Each record needs to be transcribed exactly.
===============
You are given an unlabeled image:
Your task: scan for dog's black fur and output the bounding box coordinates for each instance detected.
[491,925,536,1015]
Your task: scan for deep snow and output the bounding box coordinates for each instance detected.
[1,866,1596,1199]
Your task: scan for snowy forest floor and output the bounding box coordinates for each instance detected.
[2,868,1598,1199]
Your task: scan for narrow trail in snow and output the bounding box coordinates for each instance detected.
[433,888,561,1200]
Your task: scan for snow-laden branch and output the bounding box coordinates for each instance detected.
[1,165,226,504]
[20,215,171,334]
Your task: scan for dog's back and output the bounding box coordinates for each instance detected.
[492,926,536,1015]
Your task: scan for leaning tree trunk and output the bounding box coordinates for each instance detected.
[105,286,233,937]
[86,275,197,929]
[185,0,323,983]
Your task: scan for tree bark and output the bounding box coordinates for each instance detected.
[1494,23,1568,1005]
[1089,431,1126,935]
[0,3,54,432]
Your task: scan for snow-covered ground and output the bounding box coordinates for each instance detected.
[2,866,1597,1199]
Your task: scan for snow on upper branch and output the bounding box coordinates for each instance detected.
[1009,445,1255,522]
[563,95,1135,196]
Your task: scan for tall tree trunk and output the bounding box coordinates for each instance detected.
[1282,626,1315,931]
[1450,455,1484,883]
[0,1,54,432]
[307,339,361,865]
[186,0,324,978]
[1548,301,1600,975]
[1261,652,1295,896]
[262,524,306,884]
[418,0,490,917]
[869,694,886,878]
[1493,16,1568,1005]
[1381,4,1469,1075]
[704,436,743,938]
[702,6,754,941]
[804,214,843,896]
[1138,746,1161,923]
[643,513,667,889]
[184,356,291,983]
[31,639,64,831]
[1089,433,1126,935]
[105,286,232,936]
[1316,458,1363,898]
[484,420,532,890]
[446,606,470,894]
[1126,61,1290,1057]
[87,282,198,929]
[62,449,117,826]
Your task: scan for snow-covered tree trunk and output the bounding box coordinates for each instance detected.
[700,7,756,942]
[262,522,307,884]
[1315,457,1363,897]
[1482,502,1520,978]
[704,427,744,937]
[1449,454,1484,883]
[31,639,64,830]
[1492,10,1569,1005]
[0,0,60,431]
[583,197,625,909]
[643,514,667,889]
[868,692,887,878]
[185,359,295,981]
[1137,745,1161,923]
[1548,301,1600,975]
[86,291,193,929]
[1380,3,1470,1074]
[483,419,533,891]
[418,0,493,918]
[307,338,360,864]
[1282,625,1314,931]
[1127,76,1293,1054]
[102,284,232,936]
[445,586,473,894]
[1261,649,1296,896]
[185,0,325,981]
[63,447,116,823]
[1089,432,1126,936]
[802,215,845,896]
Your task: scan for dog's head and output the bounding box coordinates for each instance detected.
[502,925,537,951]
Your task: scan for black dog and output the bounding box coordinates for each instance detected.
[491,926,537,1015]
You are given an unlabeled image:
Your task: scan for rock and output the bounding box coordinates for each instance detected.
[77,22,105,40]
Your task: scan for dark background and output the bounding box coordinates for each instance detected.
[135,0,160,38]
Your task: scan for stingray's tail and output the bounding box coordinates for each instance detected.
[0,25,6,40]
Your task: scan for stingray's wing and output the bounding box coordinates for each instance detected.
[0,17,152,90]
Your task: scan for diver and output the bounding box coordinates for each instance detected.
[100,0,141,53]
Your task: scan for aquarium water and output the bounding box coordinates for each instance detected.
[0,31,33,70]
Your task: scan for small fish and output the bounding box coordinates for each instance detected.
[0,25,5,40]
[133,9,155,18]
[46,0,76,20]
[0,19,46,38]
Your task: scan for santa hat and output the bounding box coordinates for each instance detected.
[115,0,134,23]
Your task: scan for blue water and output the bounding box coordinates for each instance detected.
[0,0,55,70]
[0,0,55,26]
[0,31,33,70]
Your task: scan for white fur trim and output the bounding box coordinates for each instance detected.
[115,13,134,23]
===============
Solution below:
You are given an unlabeled image:
Your task: scan for dog's black fur and output the bounding box coordinates for each instance detected.
[491,925,536,1015]
Your task: scan for deep snow and output the bounding box coordinates for each instance detected.
[1,866,1596,1199]
Your task: scan for snowy forest floor and output the bounding box coordinates for each instance detected.
[2,868,1598,1199]
Your task: scan for narrow trail in snow and output the bounding box coordinates for each instance detected.
[433,888,561,1200]
Your task: scan for snow-laden branch and output the bounding box coordinates for each instance detected.
[1,165,226,504]
[20,215,171,334]
Your task: scan for dog's back and output the bounding box coordinates for each instance detected.
[492,926,536,1015]
Your task: scan for leaning tree trunk and output the bounding box coordinates for each instance detected.
[105,286,233,937]
[86,275,197,929]
[185,0,323,983]
Your task: scan for tree bark and output the bounding box coordinates for each instance detected.
[1494,23,1568,1005]
[1089,431,1126,935]
[0,3,54,432]
Your task: scan for snow-covered ground and output the bounding box coordinates for each instance detected.
[2,866,1597,1199]
Your task: scan for snow on upper branch and output the bounding box coordinates for each instance detected.
[1009,445,1255,522]
[563,95,1135,196]
Your task: scan for tall tree trunk and output the bounding box coordinates for each instance detected.
[1282,626,1315,931]
[1450,455,1484,883]
[0,1,54,432]
[307,339,361,865]
[186,0,324,978]
[1548,301,1600,975]
[1261,652,1295,896]
[262,524,306,884]
[418,0,490,917]
[869,694,886,878]
[1493,16,1568,1005]
[1381,4,1469,1075]
[704,436,743,938]
[702,6,754,941]
[804,214,843,896]
[1138,746,1161,923]
[643,513,667,889]
[184,356,291,983]
[31,639,64,831]
[1089,433,1126,935]
[105,286,232,936]
[1316,458,1363,898]
[484,420,532,890]
[446,606,470,894]
[1126,61,1290,1057]
[87,282,198,929]
[62,449,117,826]
Your task: scan for snow-covered tree trunk and output the bounding box coordinates for each instance detected.
[700,7,756,942]
[262,522,307,884]
[1315,457,1363,897]
[1482,502,1520,978]
[704,427,744,937]
[1449,454,1484,883]
[31,639,64,830]
[1492,10,1569,1005]
[0,0,60,431]
[583,197,625,909]
[643,514,667,889]
[868,692,887,878]
[185,359,295,981]
[1137,745,1161,923]
[1548,301,1600,975]
[86,291,193,929]
[1380,3,1470,1074]
[483,419,533,891]
[418,0,493,918]
[307,338,360,864]
[1282,625,1314,931]
[1127,76,1293,1054]
[102,284,232,936]
[445,586,473,894]
[1261,649,1296,896]
[185,0,325,981]
[63,447,116,823]
[1089,432,1126,936]
[802,215,845,896]
Your task: scan for dog's head and output the bounding box coordinates for each instance detected.
[502,925,537,951]
Your task: scan for black dog and output the bounding box coordinates for each instance detected.
[491,926,537,1015]
You are given an unlabeled image:
Your task: scan for rock and output the bounding box coordinates for each instance detected.
[77,22,105,40]
Your task: scan for dark background and output the bounding box coordinates for each instance detected.
[135,0,160,38]
Your task: scan for stingray's tail and output the bounding box coordinates for each instance detected.
[0,25,6,40]
Your task: scan for stingray's wing and output the bounding box coordinates for each instance detected.
[0,17,152,90]
Your task: scan for diver and output the bounding box coordinates for each instance detected.
[100,0,141,53]
Your task: scan for aquarium water and output the bounding box coordinates for each instance detected.
[0,31,33,70]
Your task: scan for small fish and output the bounding box coordinates for each instance detected.
[0,25,5,40]
[133,9,155,18]
[46,0,76,20]
[0,19,46,38]
Your task: scan for santa hat and output the bounding box coordinates for each instance detected.
[115,0,134,23]
Your task: scan for blue water and output the bounding box coordinates for each instance detected.
[0,0,55,70]
[0,0,55,26]
[0,31,33,70]
Your task: scan for white fur trim and output the bounding box coordinates for each instance detected.
[115,13,134,23]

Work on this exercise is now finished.